__Passage shown__:
***

I wonder what would have happened if, as a pastor, I had stood up in front of the church one Sunday and said, “I don’t want to be here. I’m tired of playing games. Pretending I’m all happy and that I’ve got Jesus in my back pocket. I don’t care about a single person here this morning. Not today. Not most days. I’d rather be in bed because I’m tired, my mind is completely drained of any helpful thoughts, and most of this sermon is cobbled together from five other crappy sermons I was too ashamed to preach in the past. Not today. …How about you?”
What if we could openly tell people our marriages are falling apart and that we’re selfish and hate admitting we’re wrong, and not worry about how they’d react?
What would it be like if we could, without a second thought, slump down into the back pew and start weeping into our hands knowing we’d only attract fellow weepers comforting us? If we humbly laughed at our nice Sunday clothes because they were so far removed from how we really felt inside? Would the whole place erupt in a chain reaction of laughter and tears as we realized how superficial and silly we are being?
Would we finally get honest?
I want to go to a church where a doctor and a prostitute can bump into each other at the entrance like a bad dirty joke, and walk in holding hands, laughing, and nobody thinks a thing. Because they both know they’re sinners. And they both know they’re loved. You may believe that’s nuts. You may shake your head and remember all the Pharisees you know, and the shame in your own heart, and know it will never happen.
But it could.
It really could.
It starts with you. It starts with me. Just believing the Gospel.
We have to focus our stare on the Good News and not look away for judgmental stares or arrogant whispers or talk of our hanging out with the wrong crowd.

***

Stored data entries
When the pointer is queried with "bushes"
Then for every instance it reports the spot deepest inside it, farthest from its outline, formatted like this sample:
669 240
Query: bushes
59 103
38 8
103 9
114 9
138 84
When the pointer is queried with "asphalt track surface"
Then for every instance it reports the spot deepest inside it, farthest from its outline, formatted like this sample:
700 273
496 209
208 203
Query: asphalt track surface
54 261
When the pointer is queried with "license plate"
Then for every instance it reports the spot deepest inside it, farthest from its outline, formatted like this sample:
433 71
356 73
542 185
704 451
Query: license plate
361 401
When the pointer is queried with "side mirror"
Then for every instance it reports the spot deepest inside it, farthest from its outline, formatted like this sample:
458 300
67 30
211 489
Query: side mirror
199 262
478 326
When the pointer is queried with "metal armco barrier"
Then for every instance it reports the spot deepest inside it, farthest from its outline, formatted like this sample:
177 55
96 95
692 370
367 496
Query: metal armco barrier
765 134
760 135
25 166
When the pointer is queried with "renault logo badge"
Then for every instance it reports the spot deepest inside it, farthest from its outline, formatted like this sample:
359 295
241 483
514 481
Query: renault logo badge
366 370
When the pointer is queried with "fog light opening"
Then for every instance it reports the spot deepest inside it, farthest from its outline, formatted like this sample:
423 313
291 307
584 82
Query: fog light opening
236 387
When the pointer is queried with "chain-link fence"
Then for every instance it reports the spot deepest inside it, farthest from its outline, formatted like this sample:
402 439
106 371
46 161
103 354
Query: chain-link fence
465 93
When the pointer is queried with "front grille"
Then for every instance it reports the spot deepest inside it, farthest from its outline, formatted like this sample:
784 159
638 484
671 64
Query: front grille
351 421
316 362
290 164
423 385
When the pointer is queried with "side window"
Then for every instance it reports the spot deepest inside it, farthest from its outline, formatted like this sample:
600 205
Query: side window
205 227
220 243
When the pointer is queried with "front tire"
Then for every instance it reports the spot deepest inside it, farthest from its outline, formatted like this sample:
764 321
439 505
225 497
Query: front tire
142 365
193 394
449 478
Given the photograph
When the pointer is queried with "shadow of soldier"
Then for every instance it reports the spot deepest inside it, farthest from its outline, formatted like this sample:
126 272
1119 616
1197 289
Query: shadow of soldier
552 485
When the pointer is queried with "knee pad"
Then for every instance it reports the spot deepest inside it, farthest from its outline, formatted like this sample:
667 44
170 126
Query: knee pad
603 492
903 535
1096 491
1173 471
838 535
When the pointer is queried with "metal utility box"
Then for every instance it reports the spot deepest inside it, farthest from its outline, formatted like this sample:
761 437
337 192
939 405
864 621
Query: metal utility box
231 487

***

__Brief 1__: Could you duplicate the passage on church honesty from "It starts with you." to "the wrong crowd.", matching it word for word?
__Brief 2__: Pick up the passage on church honesty after its final sentence and keep writing it.

__Response area 1__:
It starts with you. It starts with me. Just believing the Gospel.
We have to focus our stare on the Good News and not look away for judgmental stares or arrogant whispers or talk of our hanging out with the wrong crowd.

__Response area 2__:
It’s not going to be easy. Count the costs.
Then laugh at the costs.
Because… well, Jesus.
I struggle almost every day. Sometimes, nonstop. I doubt, I’m angry and bitter and arrogant and I struggle with my self-worth. I don’t like people very much, I lust, I have poor social skills and I’m a crappy friend sometimes.
That’s really difficult to say.
In fact, I’m just pretending, at this point, that I’m not actually going to publish this. But I’d rather chance that you see that Jesus is for the screwed up than think church is some kind of elite club for the arrogant few. And because I’m a liar to say anything different. I’m dishonest to cherry pick. I misrepresent the God of my faith to say anything less.
And, even though I don’t like people…
because of Jesus, I love you.
(Jesus is always messing up my self-righteousness)
This isn’t therapy, it’s truth. It’s professing our need for Jesus. It’s comfort for a fellow Christian and our witness to the non-Christian. “Christ died for sinners, of whom I am the worst!” I promise you, there’s someone you know, someone in your church, that’s struggling so hard right now and they think they’re alone.
And because we think it’s about us and our goodness, they’ll continue to suffer alone.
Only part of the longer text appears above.